#### Textausschnitt:
- - - -
Wieder ein Flüchtlings-"Tatort": Doch dieser ist heftig, weil die Story so nah an der Realität ist. Eine Bürgerwehr, die sich die "Wacht am Rhein" nennt, patrouilliert in ihrem Stadtteil. Dort ist der Anteil der Nordafrikaner groß — und die Angst der Einwohner umso größer.

Der "Tatort" soll die aktuellen Gesellschaftsthemen spiegeln - und momentan scheint es kaum ein anderes als Flüchtlinge zu geben. Sechs "Tatort"-Fälle drehten sich in den vergangenen 16 Monaten um das Thema. In den ersten drei Monaten des neuen Jahres sind es nach Ankündigungen der Sender mindestens drei - und besonders geballt ist es im Januar. So handelte bereits der erste Fall 2017 "Land in dieser Zeit", der am vergangenen Sonntag aus Frankfurt kam, ein Flüchtlingsthema ab. Und an diesem Sonntag müssen sich die Zuschauer nicht umgewöhnen. Die Kölner machen inhaltlich mit dem Fall "Wacht am Rhein" weiter - wenngleich er wesentlich härter ausfällt.
- - - -
#### Bereitgestelltes Material:
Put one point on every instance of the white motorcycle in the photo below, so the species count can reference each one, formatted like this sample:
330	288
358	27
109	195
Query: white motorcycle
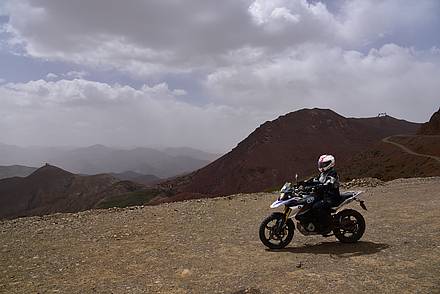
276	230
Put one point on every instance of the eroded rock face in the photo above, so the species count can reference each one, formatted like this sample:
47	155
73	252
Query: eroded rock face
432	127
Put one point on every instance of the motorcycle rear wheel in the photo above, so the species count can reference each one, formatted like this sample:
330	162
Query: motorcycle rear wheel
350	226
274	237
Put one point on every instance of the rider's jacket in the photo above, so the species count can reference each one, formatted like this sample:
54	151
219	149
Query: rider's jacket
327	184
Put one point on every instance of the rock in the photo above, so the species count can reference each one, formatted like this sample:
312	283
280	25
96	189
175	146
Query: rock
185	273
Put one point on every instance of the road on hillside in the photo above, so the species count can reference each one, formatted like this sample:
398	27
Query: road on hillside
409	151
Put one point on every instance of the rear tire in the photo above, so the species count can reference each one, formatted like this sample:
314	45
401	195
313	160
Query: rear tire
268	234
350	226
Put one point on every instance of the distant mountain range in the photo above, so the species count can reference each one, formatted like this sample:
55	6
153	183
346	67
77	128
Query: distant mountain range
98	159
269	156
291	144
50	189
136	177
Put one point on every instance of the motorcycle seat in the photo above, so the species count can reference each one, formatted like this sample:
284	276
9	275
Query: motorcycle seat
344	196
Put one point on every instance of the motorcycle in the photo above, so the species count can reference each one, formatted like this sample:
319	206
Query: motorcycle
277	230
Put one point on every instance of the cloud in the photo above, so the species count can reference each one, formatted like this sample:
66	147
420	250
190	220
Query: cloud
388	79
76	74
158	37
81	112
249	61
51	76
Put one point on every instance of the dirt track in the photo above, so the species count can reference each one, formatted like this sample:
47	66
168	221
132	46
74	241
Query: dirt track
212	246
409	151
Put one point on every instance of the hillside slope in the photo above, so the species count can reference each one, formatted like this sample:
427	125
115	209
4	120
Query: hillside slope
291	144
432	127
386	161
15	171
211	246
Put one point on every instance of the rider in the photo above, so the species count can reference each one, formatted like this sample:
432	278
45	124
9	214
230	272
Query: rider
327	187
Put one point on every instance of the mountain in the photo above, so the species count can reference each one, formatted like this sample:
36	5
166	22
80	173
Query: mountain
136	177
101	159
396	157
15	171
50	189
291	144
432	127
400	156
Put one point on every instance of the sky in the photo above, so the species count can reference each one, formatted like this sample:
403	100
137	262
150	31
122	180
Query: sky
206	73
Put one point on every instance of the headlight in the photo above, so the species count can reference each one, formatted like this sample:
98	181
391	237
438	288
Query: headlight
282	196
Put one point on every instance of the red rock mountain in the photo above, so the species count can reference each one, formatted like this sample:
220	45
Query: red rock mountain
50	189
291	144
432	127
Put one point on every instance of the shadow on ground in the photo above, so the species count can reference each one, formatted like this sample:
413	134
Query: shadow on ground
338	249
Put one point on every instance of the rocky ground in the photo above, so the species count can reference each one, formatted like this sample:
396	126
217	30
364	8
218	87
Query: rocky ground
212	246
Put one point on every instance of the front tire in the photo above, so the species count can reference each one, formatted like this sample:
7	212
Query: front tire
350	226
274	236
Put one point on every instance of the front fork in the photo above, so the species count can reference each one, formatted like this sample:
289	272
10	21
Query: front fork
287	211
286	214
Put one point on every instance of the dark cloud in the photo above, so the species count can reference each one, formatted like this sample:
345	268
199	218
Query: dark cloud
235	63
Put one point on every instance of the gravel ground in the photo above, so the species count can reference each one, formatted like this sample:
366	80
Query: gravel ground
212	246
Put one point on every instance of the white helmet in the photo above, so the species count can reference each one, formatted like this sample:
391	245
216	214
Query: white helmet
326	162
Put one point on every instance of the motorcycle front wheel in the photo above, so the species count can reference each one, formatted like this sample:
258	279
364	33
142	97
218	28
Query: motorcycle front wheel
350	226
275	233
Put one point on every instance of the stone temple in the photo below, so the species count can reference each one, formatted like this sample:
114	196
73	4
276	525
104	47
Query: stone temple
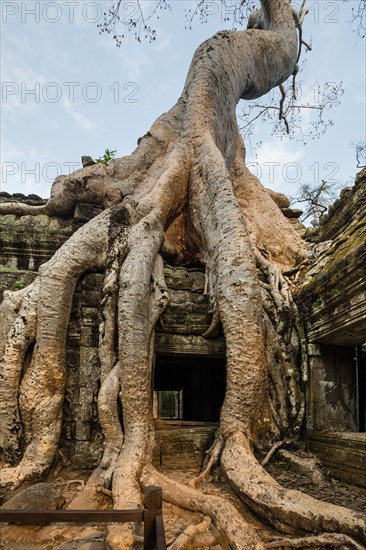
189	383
- - - -
#### Aufgabe:
Bitte gib an, wie viele „Tatort“-Fälle sich laut dem Textausschnitt in den vergangenen 16 Monaten um das Thema Flüchtlinge drehten.

#### Lösung:
Sechs „Tatort“-Fälle.